▸ Questions on the material:
(1) In the passage on cybersecurity in healthcare, what vulnerabilities do social engineering attacks aim to exploit?
(2) Continue the passage on cybersecurity in healthcare from its last sentence.

*** Opening Document text ***

Cybersecurity is increasingly becoming a prominent concern among healthcare providers in adopting digital technologies for improving the quality of care delivered to patients. The recent reports on cyber attacks, such as ransomware and WannaCry, have brought to life the destructive nature of such attacks upon healthcare. In complement to cyberattacks, which have been targeted against the vulnerabilities of information technology (IT) infrastructures, a new form of cyber attack aims to exploit human vulnerabilities; such attacks are categorised as social engineering attacks. Following an increase in the frequency and ingenuity of attacks launched against hospitals
and clinical environments with the intention of causing service disruption, there is a strong need to study the level of awareness programmes and training activities offered to the staff by healthcare organisations.

*** Closing Document text ***
*** Opening Given data ***

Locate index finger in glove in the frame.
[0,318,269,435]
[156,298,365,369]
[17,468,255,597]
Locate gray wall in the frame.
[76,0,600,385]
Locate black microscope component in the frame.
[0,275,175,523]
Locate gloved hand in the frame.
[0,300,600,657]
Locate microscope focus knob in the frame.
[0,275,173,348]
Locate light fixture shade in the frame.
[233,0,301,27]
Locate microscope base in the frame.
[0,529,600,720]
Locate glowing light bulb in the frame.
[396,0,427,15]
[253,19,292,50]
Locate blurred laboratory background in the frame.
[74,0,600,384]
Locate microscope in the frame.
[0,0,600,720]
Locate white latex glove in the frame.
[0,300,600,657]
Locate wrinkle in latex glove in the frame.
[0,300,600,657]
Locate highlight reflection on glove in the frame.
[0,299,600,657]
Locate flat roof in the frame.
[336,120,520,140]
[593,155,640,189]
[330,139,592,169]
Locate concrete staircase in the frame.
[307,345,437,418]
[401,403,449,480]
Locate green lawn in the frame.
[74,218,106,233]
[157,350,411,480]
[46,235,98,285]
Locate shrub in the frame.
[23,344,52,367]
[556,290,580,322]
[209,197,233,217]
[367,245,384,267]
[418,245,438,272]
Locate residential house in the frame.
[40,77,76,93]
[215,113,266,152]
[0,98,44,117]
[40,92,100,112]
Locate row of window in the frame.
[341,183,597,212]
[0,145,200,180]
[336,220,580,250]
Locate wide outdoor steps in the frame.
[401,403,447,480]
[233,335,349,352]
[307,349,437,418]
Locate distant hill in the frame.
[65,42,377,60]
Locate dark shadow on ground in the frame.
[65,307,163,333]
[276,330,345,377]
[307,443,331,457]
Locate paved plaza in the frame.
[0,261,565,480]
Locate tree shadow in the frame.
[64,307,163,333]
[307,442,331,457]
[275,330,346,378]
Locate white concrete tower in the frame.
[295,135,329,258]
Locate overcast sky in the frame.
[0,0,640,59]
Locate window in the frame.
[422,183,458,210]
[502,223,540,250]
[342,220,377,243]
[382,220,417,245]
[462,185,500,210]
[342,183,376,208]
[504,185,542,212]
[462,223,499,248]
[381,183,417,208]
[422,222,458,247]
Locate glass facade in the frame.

*** Closing Given data ***

▸ List of answers:
(1) Human vulnerabilities.

(2)
Objective: The objective of this systematic review is to identify commonly encountered factors that cybersecurity postures of a healthcare organisation, resulting from the ignorance of cyber threat to healthcare. The systematic review aims to consolidate the current literature being reported upon human behaviour resulting in security gaps that mitigate the cyber defense strategy adopted by healthcare organisations. Additionally, the paper also reviews the organisational risk assessment methodology implemented and the policies being adopted to strengthen cybersecurity.
Methods: The topic of cybersecurity within healthcare and the clinical environment has attracted the interest of several researchers, resulting in a broad range of literature. The inclusion criteria for the articles in the review stem from the scope of the five research questions identified. To this end, we conducted seven search queries across three repositories, namely (i) PubMed®/MED-LINE; (ii) Cumulative Index to Nursing and Allied Health Literature (CINAHL); and (iii) Web of Science (WoS), using key words related to cybersecurity awareness, training, organisation risk assessment methodologies, policies and recommendations adopted as counter measures within health care. These were restricted to around the last 12 years.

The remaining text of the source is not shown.